YOUR OBJECTIVE
Update the data, starting at the very first line and going on through the line that contains "159L12 158L6 158L5", by replacing "white clover flower" with "red clover flower" and leaving everything else unchanged. Give back only those lines.
++++ RECORDS TO USE ++++
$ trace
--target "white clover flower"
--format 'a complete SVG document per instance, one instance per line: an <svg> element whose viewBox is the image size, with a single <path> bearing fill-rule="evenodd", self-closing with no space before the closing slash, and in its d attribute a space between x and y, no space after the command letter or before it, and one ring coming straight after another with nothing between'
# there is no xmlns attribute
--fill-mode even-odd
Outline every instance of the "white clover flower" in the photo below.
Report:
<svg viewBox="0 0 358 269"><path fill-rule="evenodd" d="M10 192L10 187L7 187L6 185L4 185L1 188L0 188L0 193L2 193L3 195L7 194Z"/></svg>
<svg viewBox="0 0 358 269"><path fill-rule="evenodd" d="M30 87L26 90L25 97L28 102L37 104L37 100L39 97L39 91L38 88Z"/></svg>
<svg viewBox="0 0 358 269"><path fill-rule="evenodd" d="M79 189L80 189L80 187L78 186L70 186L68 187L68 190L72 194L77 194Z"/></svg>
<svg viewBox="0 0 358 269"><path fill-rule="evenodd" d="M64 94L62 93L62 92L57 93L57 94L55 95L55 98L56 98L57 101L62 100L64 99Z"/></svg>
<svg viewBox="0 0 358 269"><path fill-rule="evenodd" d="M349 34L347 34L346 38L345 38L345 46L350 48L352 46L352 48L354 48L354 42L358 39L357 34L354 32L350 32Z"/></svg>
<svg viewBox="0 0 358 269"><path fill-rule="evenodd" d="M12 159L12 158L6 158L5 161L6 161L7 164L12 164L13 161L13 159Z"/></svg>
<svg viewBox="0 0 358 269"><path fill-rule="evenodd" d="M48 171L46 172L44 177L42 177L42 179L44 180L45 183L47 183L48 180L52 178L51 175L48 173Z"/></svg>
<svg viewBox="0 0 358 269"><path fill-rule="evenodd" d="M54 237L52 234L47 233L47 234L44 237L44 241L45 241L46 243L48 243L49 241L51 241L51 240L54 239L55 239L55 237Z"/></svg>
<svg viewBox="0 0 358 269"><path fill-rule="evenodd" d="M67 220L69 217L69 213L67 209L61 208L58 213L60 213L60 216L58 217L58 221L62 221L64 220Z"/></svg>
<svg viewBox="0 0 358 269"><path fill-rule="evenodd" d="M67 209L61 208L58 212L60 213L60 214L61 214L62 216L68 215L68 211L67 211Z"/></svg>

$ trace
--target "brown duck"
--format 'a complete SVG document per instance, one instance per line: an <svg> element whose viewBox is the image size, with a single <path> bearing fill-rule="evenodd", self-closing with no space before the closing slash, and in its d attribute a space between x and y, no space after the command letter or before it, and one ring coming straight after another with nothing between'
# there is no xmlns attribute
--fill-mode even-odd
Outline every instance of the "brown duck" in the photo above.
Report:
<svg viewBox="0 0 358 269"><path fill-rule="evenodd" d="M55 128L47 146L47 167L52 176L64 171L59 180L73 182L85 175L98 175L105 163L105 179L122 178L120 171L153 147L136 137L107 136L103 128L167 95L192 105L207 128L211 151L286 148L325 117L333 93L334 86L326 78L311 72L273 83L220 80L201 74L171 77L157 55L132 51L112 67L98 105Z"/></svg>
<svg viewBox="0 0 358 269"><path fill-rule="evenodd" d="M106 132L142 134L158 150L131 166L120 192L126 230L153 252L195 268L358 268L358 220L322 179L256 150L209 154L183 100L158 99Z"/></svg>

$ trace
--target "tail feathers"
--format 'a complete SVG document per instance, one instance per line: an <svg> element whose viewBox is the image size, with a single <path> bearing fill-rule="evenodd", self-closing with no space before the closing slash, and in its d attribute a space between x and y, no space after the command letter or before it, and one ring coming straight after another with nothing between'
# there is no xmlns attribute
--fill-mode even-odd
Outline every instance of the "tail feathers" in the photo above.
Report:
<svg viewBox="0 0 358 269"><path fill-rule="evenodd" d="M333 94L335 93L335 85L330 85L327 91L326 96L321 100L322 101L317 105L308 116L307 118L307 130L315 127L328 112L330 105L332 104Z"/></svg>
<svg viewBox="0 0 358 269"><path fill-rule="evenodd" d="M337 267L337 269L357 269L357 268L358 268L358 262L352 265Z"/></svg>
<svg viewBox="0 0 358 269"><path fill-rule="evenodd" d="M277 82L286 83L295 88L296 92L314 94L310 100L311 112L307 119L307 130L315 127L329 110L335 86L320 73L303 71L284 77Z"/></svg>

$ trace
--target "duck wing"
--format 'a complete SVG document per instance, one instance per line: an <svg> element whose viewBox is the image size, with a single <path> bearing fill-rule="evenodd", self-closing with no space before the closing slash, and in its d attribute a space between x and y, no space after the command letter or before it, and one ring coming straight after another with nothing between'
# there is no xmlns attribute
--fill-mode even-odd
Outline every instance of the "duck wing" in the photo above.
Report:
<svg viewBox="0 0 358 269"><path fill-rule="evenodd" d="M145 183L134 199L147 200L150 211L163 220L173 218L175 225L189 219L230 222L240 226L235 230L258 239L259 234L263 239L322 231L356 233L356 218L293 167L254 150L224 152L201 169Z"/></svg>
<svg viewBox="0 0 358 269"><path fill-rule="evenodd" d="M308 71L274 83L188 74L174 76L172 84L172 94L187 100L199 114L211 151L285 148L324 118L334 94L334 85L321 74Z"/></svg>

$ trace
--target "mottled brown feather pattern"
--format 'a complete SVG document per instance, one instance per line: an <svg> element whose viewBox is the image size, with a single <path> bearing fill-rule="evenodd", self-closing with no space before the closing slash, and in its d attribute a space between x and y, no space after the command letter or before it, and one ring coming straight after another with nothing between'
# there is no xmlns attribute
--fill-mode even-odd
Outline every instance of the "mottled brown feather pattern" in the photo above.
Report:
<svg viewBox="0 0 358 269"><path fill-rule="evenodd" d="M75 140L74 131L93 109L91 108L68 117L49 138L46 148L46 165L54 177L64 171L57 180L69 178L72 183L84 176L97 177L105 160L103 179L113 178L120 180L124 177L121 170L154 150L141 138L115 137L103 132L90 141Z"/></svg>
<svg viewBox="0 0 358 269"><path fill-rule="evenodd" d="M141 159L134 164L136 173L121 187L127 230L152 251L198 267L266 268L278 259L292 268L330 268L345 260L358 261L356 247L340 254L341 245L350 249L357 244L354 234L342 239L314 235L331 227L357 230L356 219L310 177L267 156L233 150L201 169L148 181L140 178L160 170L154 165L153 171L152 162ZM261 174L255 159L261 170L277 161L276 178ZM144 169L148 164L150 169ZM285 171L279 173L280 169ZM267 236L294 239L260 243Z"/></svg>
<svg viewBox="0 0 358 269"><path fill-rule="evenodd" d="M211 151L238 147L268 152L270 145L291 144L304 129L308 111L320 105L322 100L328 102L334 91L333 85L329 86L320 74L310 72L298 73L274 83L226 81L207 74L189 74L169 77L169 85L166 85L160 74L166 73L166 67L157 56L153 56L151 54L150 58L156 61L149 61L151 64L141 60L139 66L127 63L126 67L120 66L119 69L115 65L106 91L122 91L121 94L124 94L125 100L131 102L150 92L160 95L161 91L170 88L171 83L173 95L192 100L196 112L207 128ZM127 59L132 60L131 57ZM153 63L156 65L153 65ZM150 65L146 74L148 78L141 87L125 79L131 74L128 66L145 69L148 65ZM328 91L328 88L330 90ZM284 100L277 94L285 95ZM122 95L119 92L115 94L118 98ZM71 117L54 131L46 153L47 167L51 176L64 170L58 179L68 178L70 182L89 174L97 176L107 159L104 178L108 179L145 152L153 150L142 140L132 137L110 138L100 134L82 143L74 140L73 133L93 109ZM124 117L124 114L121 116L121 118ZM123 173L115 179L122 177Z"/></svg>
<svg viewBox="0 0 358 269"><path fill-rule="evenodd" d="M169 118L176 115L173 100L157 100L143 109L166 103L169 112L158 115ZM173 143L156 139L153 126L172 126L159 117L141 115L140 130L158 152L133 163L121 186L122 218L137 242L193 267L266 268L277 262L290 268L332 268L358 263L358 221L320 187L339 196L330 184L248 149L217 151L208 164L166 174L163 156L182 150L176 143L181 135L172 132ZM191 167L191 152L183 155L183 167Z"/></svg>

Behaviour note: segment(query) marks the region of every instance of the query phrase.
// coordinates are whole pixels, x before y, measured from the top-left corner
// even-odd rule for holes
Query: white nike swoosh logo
++++
COMPLETE ANSWER
$ trace
--target "red clover flower"
--format 'a complete SVG document per instance, one instance per line: an <svg> element whose viewBox is the image size, with a single <path> bearing fill-rule="evenodd", self-closing with no space before the closing slash, and in its d attribute a space between x and y, no space after the command letter or before it, and one ring coming straight after another with nothing between'
# there is no xmlns attribute
--fill-mode even-odd
Outline every instance of the "red clover flower" in the photo below.
Report:
<svg viewBox="0 0 358 269"><path fill-rule="evenodd" d="M10 192L10 187L7 187L6 185L4 185L1 188L0 188L0 193L2 193L3 195L7 194Z"/></svg>
<svg viewBox="0 0 358 269"><path fill-rule="evenodd" d="M30 87L26 90L25 97L28 102L37 104L37 100L39 97L39 91L38 88Z"/></svg>
<svg viewBox="0 0 358 269"><path fill-rule="evenodd" d="M79 189L80 189L80 187L78 186L70 186L68 187L68 190L72 194L77 194Z"/></svg>
<svg viewBox="0 0 358 269"><path fill-rule="evenodd" d="M64 94L62 93L62 92L57 93L57 94L55 95L55 98L56 98L57 101L62 100L64 99Z"/></svg>
<svg viewBox="0 0 358 269"><path fill-rule="evenodd" d="M349 34L347 34L346 38L345 38L345 46L350 48L352 46L352 48L354 48L354 42L358 39L357 34L354 32L350 32Z"/></svg>
<svg viewBox="0 0 358 269"><path fill-rule="evenodd" d="M12 159L12 158L6 158L5 161L6 161L7 164L12 164L13 161L13 159Z"/></svg>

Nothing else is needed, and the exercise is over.